• _Fonte_:
■ ■ ■ ■ ■ ■ ■

Das janelas do segundo andar, do número 177 da Rua Direita de Santo Antonio, o Solar Santo Antonio, Casa-Museu de Dimitri Ganzelevitch, em Salvador, eu e Tânia Miranda assistimos ao desfile comemorativo de mais um 2 de Julho, data magna da Bahia, símbolo da liberdade do povo brasileiro, pois foi aqui que a independência do Brasil se consolidou, com luta, suor e sangue.

Todos os anos Dimitri repete a festa, cercado de amigos. Primoroso fotógrafo, cronista e escritor de nacionalidade francesa, Dimitri Ganzelevitch dedicou-se de coração a cultivar a cultura baiana e brasileira, sendo um de seus mais ferrenhos defensores, atento guardião de sua história.

Nos 49 anos em que mora no Brasil, depois de passar 15 em Lisboa, foi um baluarte em defesa dos valores históricos, particularmente os arquitetônicos dessa Bahia que também é um pedaço da África incrustado nas terras americanas. Ele é tão baiano quanto o pintor Caribé e o fotógrafo Pierre Verger, para falar apenas de dois ícones estrangeiros que aderiram às terras e à vida da primeira capital do Brasil, nela se integrando como exemplo de amor e de paixão pela arte, pela cultura e pelo povo baiano.

■ ■ ■ ■ ■ ■ ■

• _Amostra de dados_:
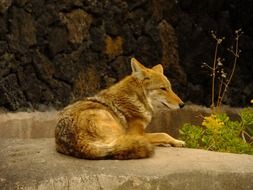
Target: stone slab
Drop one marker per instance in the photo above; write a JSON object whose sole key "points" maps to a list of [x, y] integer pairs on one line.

■ ■ ■ ■ ■ ■ ■

• _Tarefas do exercício_:
(a) De acordo com o texto sobre Dimitri Ganzelevitch, por que o 2 de Julho é símbolo da liberdade do povo brasileiro? Responda em uma a três frases.
(b) Continue o texto sobre Dimitri Ganzelevitch a partir do ponto em que ele termina.
As linhas não têm relação com o texto sobre Dimitri Ganzelevitch.

• _Respostas das tarefas_:
(a) Porque foi na Bahia que a independência do Brasil se consolidou, com luta, suor e sangue.

(b)
Não sei se vale a pena descrever mais uma vez o evento, quando próceres do mais alto quilate já o fizeram e continuam a fazer, desde Castro Alves e sua insuperável ODE AO DOIS DE JULHO, até o escritor itabunense Cyro de Mattos, membro da Academia de Letras da Bahia, que neste ano nos brindou com uma exemplar saudação a essa magna data, que livrou o Brasil das amarras colonizadoras de Portugal, em 1823. Basta reproduzi-los:

Usamos como ilustração uma foto da libertária imagem do Caboclo, cuja estátua engrandece o desfile e se tornou o símbolo desta efeméride. E adicionamos outras, por nós tiradas, com o único objetivo de mostrar que se trata de uma festa do povo e não das autoridades, dos movimentos sociais e não de partidos políticos, dos grupos de cultura e de música que nos encantam todos os anos com seu desfile, sua alegria, cantorias e espírito libertário e não das elites do poder. A luta pela liberdade é a mais autêntica festa do povo: é isso que o 2 de Julho quer dizer. Tanto que o hino do Estado da Baía brada em alto e bom som: “com tiranos não combinam brasileiros corações”.

Palavras do acadêmico Cyro de Mattos

O movimento social e militar da Independência do Brasil na Bahia, iniciado em 19 de fevereiro de 1822, teve seu desfecho vitorioso em 2 de julho de 1823. Dois de Julho tornou-se data importante para o povo baiano, que a festeja todos os anos com alma, força e alegria. Celebra um movimento desejoso de incorporar a então província na unidade nacional brasileira. Um movimento assim veemente com o qual o sentimento federalista pulsava verdades no espírito emancipador do povo baiano.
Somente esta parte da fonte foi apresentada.